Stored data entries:
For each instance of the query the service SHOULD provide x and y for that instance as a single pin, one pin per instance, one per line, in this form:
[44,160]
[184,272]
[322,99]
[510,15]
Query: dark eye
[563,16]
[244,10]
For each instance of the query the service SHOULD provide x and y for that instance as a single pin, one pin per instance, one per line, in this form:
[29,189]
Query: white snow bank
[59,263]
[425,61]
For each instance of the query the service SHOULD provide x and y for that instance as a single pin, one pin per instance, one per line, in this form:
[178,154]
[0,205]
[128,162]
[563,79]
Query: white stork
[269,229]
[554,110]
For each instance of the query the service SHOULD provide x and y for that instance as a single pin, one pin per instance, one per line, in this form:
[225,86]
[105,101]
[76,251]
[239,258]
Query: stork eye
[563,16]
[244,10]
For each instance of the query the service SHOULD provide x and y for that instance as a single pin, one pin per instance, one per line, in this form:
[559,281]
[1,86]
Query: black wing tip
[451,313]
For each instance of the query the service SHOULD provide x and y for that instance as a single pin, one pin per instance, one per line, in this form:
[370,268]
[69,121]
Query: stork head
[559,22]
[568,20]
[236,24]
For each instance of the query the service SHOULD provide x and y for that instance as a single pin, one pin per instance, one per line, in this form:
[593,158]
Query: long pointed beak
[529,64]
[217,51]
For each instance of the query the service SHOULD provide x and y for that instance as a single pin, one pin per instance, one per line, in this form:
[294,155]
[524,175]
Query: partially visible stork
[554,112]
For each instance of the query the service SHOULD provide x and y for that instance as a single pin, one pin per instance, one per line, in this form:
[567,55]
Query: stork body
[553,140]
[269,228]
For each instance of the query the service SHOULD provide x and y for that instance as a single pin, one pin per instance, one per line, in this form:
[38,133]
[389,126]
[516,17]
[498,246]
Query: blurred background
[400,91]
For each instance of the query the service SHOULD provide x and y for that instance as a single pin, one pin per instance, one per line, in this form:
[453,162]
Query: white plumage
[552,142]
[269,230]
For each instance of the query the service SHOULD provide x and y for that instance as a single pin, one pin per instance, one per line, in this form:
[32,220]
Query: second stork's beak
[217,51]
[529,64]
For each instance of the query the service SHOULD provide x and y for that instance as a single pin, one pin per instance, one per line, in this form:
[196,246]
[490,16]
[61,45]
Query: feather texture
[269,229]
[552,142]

» **WHAT YOU NEED TO DO**:
The records above are to be repeated in full, word for word.

» **TASK OUTPUT**:
For each instance of the query the service SHOULD provide x and y for that instance as a single pin, one pin per instance, one per line, in this form:
[44,160]
[184,272]
[322,99]
[510,15]
Query: dark eye
[563,16]
[244,10]
For each instance of the query the service SHOULD provide x and y for that instance as a single pin, one pin per instance, one per line, in this form:
[29,189]
Query: white snow bank
[59,263]
[425,61]
For each instance of the query the service SHOULD provide x and y for that instance as a single pin, one pin per instance, one per line, in this form:
[178,154]
[0,205]
[128,162]
[563,79]
Query: white stork
[269,229]
[554,110]
For each instance of the query the service SHOULD provide x and y for that instance as a single pin, one pin per instance, one per line, in this form:
[225,86]
[105,101]
[76,251]
[239,258]
Query: stork eye
[563,16]
[244,10]
For each instance of the query the service SHOULD provide x and y for that instance as a single pin, one pin per instance, one per line, in this form:
[559,281]
[1,86]
Query: black wing tip
[451,313]
For each instance of the query the service SHOULD provide x and y for that instance as a single pin, one pin per instance, one per line, in this form:
[370,268]
[69,121]
Query: stork head
[559,22]
[568,20]
[236,24]
For each instance of the query the service SHOULD provide x and y for that instance as a single pin, one pin per instance, one per line, in this form:
[593,158]
Query: long pointed beak
[529,64]
[217,51]
For each instance of the query the service SHOULD provide x and y for that instance as a single pin, one pin per instance, one per line, in this form:
[294,155]
[524,175]
Query: partially visible stork
[554,112]
For each instance of the query the service SHOULD provide x and y for that instance as a single pin, one pin per instance, one per line, in this form:
[567,55]
Query: stork body
[553,140]
[269,228]
For each instance of the query the service SHOULD provide x and y for that instance as a single pin, one pin per instance, one per line, in this form:
[38,133]
[389,126]
[516,17]
[498,246]
Query: blurred background
[400,91]
For each instance of the query the service SHOULD provide x and y for that instance as a single pin, one pin per instance, one per line, in this form:
[453,162]
Query: white plumage
[552,142]
[269,230]
For each instance of the query the service SHOULD provide x and y for that instance as a single pin, one pin per instance, one per line, in this form:
[32,220]
Query: second stork's beak
[217,51]
[529,64]
For each instance of the query the service SHOULD provide x and y for that instance as a single pin, one pin per instance, one per line, in this form:
[196,246]
[490,16]
[61,45]
Query: feather texture
[269,229]
[552,142]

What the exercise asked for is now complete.